[Start of DATA TO PROCESS]
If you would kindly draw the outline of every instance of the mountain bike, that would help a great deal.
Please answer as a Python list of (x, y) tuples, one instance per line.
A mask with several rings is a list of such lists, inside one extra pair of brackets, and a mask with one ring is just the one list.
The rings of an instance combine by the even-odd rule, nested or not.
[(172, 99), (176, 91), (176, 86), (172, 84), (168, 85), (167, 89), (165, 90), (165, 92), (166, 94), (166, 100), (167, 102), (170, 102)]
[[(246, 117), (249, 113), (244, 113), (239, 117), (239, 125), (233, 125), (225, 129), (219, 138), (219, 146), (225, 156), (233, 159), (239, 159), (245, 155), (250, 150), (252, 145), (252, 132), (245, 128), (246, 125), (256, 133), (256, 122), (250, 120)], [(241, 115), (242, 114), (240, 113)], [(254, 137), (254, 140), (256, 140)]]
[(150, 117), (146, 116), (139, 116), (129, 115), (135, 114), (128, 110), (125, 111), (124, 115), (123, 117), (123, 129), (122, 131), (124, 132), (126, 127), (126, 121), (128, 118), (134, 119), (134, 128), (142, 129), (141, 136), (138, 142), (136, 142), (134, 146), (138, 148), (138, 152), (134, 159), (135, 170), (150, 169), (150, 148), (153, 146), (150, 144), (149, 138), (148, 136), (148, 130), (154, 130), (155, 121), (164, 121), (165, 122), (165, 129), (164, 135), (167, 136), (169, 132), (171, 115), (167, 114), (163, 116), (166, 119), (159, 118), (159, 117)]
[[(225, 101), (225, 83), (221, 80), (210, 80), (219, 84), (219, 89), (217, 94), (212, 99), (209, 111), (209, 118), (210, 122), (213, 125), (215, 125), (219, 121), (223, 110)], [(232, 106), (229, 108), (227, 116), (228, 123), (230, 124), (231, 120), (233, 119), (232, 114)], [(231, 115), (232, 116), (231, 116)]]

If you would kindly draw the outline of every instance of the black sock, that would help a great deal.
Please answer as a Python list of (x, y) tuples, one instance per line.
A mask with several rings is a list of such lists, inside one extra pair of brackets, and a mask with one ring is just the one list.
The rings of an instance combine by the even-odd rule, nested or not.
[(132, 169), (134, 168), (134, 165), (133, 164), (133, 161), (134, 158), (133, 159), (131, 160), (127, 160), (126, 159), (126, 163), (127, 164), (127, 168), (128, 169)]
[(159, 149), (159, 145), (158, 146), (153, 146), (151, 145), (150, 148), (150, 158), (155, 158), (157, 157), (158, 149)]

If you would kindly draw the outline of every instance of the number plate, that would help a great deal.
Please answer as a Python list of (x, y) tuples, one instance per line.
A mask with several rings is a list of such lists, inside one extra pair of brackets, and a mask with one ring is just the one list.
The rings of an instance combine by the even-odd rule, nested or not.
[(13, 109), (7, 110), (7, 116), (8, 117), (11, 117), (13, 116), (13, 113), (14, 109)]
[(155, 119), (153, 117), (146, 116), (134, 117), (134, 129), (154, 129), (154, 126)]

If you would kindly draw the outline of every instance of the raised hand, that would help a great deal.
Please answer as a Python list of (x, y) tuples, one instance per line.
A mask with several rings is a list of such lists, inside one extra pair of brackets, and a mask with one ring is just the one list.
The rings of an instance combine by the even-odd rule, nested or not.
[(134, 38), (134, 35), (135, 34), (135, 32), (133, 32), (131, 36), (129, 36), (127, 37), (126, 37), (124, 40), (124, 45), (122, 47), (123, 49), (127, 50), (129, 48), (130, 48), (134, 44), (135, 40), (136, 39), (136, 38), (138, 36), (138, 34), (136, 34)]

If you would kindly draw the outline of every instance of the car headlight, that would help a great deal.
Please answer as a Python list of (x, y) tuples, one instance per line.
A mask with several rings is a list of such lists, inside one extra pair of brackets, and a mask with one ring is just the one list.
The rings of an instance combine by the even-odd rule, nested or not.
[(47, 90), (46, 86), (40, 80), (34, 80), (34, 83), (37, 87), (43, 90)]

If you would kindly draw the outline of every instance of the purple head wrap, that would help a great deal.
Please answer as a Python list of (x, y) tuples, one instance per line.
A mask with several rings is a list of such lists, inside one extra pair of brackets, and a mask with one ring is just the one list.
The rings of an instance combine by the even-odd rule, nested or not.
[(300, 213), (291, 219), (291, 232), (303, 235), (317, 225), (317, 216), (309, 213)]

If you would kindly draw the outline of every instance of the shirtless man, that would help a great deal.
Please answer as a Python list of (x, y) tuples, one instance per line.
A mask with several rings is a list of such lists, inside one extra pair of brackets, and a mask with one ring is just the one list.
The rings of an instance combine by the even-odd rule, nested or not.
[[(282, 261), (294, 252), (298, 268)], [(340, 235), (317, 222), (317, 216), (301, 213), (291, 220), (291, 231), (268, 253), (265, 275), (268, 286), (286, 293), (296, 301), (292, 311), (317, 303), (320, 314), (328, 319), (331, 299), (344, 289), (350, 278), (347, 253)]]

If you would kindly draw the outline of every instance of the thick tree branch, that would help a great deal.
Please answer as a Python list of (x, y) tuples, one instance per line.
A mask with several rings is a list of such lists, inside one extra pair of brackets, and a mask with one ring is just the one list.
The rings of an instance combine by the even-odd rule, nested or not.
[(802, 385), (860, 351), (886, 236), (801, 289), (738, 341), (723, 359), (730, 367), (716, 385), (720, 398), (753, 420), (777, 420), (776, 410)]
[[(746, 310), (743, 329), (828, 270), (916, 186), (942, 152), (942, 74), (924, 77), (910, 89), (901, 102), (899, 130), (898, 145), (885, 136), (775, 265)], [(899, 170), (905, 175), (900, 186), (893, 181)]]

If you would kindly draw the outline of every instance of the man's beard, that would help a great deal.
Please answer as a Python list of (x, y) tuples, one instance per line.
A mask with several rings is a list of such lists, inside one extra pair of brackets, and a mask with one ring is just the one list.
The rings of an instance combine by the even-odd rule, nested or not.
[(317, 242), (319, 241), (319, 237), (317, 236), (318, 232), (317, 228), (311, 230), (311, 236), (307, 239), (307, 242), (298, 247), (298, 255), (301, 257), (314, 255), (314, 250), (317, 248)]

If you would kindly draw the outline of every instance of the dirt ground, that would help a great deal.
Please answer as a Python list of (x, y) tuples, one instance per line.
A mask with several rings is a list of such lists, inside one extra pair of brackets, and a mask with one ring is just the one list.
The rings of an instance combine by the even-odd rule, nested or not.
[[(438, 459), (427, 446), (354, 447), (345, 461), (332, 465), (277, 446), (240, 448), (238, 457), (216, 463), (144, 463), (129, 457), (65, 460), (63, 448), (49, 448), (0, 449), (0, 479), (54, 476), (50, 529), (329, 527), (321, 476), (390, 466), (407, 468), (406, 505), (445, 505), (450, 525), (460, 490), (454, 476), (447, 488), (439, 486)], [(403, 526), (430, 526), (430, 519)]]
[End of DATA TO PROCESS]
DIRECTIONS FOR THIS TASK: Write out again the lines from the one with "plate, that would help a great deal." to the one with "129), (154, 126)]", both included, keeping the request text as it is. In the answer outlines, multiply every x and y coordinate by 1.45 and round to the nearest whole number, with halves rounded up.

SOLUTION FOR THIS TASK:
If you would kindly draw the outline of every instance of the number plate, that would help a great deal.
Please answer as a Python list of (x, y) tuples, one instance per line.
A mask with several rings is a list of such lists, inside one extra pair of brackets, and a mask with one ring is just the one list.
The rings of an instance combine by the even-odd rule, nested or not.
[(19, 158), (10, 160), (10, 168), (12, 170), (16, 170), (19, 168), (19, 164), (20, 158)]
[(225, 173), (222, 170), (212, 168), (194, 170), (194, 187), (223, 187), (223, 183)]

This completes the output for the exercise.